SOURCE PASSAGE >>
((

Essentially, the above proceeding defines equivalence classes on PLRU cache sets, i.e. the quotient structure  $\mathcal{Q}_{\text{PLRU}_k^{\sim}} := \mathcal{Q}_{\text{PLRU}_k}/\sim$ , where the equivalence relation is based on access paths and abstracts from the tree bits.  $q_1 \sim q_2 \iff \forall b \in \mathcal{B} : ap(q_1,b) = ap(q_2,b)$ . Hence, logical cache set states  $\tilde{q} \in \mathcal{Q}_{\text{PLRU}_k^{\sim}}$  can be represented as a function that maps blocks  $b \in \mathcal{B}$  to their logical position  $\tilde{q}(b)$ :

$$\tilde{q} \in \mathcal{Q}_{\text{PLRU}_{\tilde{k}}} = \mathcal{B} \to \{\bot, 0, \dots, k-1\}$$
 (2)

In an isomorphic representation as k-tuples of blocks, one can order blocks decreasingly by their logical position (miss replacement distance). For instance,  $\tilde{q} = [a,d,b,c]^{\sim}$  represents the three equivalent states in Figure 2:  $\tilde{q}(a) = 3$ ,  $\tilde{q}(d) = 2$ ,  $\tilde{q}(b) = 1$ ,  $\tilde{q}(c) = 0$ , and  $\tilde{q}(x) = \bot$  for all other blocks x.

))

GOALS >>
#1 Rewrite the PLRU cache passage's paragraph starting "In an isomorphic representation" as a brief list that keeps its main facts.
#2 Answer these questions from the PLRU cache passage:
(a) What is the equivalence relation on cache set states based on, and what does it abstract from?
(b) A logical cache set state is represented as a function mapping each block to what?
(c) In the example state [a,d,b,c]~, what is the logical position of block d?

SUPPLIED DATA >>
((

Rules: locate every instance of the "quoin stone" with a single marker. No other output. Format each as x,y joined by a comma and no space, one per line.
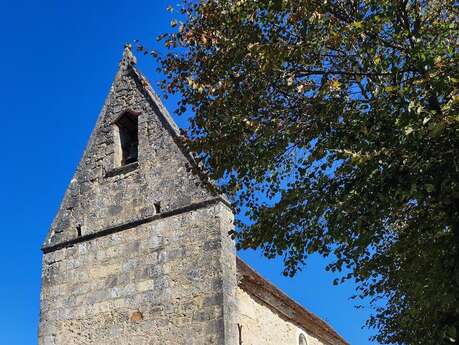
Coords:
139,251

))

PROBLEM SOLUTIONS >>
#1
- Logical cache set states can be written as k-tuples of blocks, which is an isomorphic representation.
- The blocks are ordered decreasingly by their logical position (miss replacement distance).
- Example: [a,d,b,c]~ represents the three equivalent states in Figure 2.
- In that example, a has position 3, d has 2, b has 1, c has 0, and every other block x has ⊥.

#2
(a) It is based on access paths, and it abstracts from the tree bits.
(b) It maps each block to its logical position, one of ⊥, 0, …, k−1.
(c) 2